◆ YOUR TASK
Reproduce all of the following material verbatim, line for line.

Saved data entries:
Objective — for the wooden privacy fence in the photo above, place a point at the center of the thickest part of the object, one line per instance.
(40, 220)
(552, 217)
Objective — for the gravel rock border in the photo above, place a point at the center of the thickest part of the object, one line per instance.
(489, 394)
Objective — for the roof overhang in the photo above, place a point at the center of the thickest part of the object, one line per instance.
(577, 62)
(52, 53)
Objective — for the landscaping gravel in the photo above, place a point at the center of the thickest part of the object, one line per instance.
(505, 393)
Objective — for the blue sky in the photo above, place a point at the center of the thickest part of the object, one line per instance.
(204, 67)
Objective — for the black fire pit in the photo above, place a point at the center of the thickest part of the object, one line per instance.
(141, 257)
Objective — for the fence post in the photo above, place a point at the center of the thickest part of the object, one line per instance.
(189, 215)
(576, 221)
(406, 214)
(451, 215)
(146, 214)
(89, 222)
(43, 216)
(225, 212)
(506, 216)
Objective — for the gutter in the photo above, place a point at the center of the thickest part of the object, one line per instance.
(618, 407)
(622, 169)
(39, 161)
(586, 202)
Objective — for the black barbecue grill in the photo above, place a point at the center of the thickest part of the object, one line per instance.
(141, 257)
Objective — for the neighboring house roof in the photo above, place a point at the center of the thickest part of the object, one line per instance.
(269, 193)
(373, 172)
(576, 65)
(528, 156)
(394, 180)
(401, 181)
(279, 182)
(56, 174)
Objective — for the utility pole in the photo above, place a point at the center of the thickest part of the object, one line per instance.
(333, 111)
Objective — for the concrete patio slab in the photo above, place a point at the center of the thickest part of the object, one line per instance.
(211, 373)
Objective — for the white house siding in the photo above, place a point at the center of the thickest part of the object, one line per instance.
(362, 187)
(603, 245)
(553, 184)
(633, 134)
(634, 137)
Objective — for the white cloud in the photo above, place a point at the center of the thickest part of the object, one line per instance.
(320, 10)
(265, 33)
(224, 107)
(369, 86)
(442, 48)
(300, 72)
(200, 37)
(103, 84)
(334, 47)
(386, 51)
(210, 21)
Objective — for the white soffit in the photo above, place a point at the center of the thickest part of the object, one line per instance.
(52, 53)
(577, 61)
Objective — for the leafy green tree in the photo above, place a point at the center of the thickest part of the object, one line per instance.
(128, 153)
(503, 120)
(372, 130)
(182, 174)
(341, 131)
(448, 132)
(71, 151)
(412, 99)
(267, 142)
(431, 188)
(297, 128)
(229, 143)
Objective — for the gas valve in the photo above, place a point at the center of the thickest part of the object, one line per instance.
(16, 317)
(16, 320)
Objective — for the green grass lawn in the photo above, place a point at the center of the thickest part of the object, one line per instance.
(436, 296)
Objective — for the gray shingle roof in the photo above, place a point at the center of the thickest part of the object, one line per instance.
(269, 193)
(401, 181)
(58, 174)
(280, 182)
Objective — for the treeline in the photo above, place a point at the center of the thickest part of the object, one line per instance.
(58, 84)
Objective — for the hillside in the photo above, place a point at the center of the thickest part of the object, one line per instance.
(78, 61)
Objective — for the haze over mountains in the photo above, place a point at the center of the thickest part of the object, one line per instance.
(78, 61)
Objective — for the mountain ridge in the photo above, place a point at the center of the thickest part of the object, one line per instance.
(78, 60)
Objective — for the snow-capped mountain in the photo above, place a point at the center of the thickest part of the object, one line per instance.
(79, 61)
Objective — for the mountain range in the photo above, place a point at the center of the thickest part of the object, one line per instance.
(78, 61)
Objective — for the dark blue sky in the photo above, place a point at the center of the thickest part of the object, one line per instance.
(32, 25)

◆ EXERCISE ANSWER
Objective — for the wooden privacy fence in the photo above, place a point at the center of the thickest part of the object, one line per instance.
(40, 220)
(552, 217)
Objective — for the gravel rock border in the photo above, place a point at the center of the thickest part of the object, one line per instance.
(489, 394)
Objective — for the roof overhang in the photo above, place a point at the center of the thickest part of the object, one line per instance.
(577, 62)
(52, 53)
Objective — for the landscaping gravel in the photo above, place a point at the center of the thickest part of the object, one line per instance.
(505, 393)
Objective — for the blue sky in the photo above, place a point at the center of the thickest part of the object, one line per instance.
(204, 67)
Objective — for the black fire pit in the photo above, place a point at the center of the thickest part of the object, one line per instance.
(141, 257)
Objective — for the fence post in the photo above, place a point at the center of the thickest part of the object, one line per instance.
(189, 215)
(576, 221)
(406, 214)
(451, 215)
(146, 214)
(89, 222)
(43, 216)
(225, 212)
(506, 216)
Objective — for the gutter in the photo above, place a point at the center of the thickest part of the object, one line per instance.
(618, 407)
(622, 169)
(39, 161)
(586, 202)
Objective — for the black barbecue grill in the photo above, place a point at the center of the thickest part of the object, one line per instance.
(141, 257)
Objective — for the neighboring house roof in the photo above, place a point at the center of the thickest part of the object, one line per instance.
(269, 193)
(373, 172)
(576, 65)
(528, 156)
(394, 180)
(401, 181)
(279, 182)
(56, 174)
Objective — for the utility pole in the photo above, place a point at the center of the thickest part of the object, one line per instance.
(333, 111)
Objective — for the concrete patio slab in the photo above, place a point at the center of the thickest part of the object, one line per instance.
(211, 373)
Objective — for the white house siding in the photo above, place a point at the center of the thickest part of the object, one line per instance.
(362, 187)
(603, 245)
(553, 184)
(633, 134)
(634, 137)
Objective — for the white cloud in the photo above, place a point at the center of the thickest part of the object, one line per instance.
(320, 10)
(265, 33)
(224, 107)
(369, 86)
(442, 48)
(300, 72)
(200, 37)
(103, 84)
(334, 47)
(386, 51)
(210, 21)
Objective — for the white soffit in the photo above, place a point at the center of the thickest part of the object, one line per instance.
(52, 53)
(577, 61)
Objective — for the leafy green tree in the photo above, place a point at the center of the thickest part of the object, one line per instance.
(128, 153)
(503, 120)
(372, 130)
(182, 174)
(341, 131)
(448, 132)
(71, 151)
(412, 99)
(267, 142)
(431, 188)
(297, 128)
(229, 143)
Objective — for the gas valve in the photo above, place a point at the center of the thickest part of the object, one line per instance.
(16, 317)
(16, 320)
Objective — for the green grass lawn in the photo above, place a point at the center of the thickest part of the object, one line per instance.
(436, 296)
Objective — for the gray shingle roof in the photo above, place a point at the center of the thickest part of the object, one line per instance.
(269, 193)
(401, 181)
(58, 174)
(280, 182)
Objective — for the treeline in the photo above, place a point at the center of the thickest part of the object, one line per instance.
(58, 84)
Objective — for the hillside in the photo above, place a point at the center of the thickest part of the object, one line per instance.
(78, 61)
Objective — for the haze over mountains in the photo above, place a point at the center of the thickest part of the object, one line per instance.
(78, 61)
Objective — for the mountain ridge in the photo above, place a point at the center of the thickest part of the object, one line per instance.
(78, 60)
Objective — for the snow-capped mountain in the photo above, place a point at the center of the thickest part of the object, one line per instance.
(79, 61)
Objective — for the mountain range in the photo above, place a point at the center of the thickest part of the object, one line per instance.
(78, 61)
Objective — for the dark blue sky in the photo above, place a point at the center of the thickest part of the object, one line per instance.
(32, 25)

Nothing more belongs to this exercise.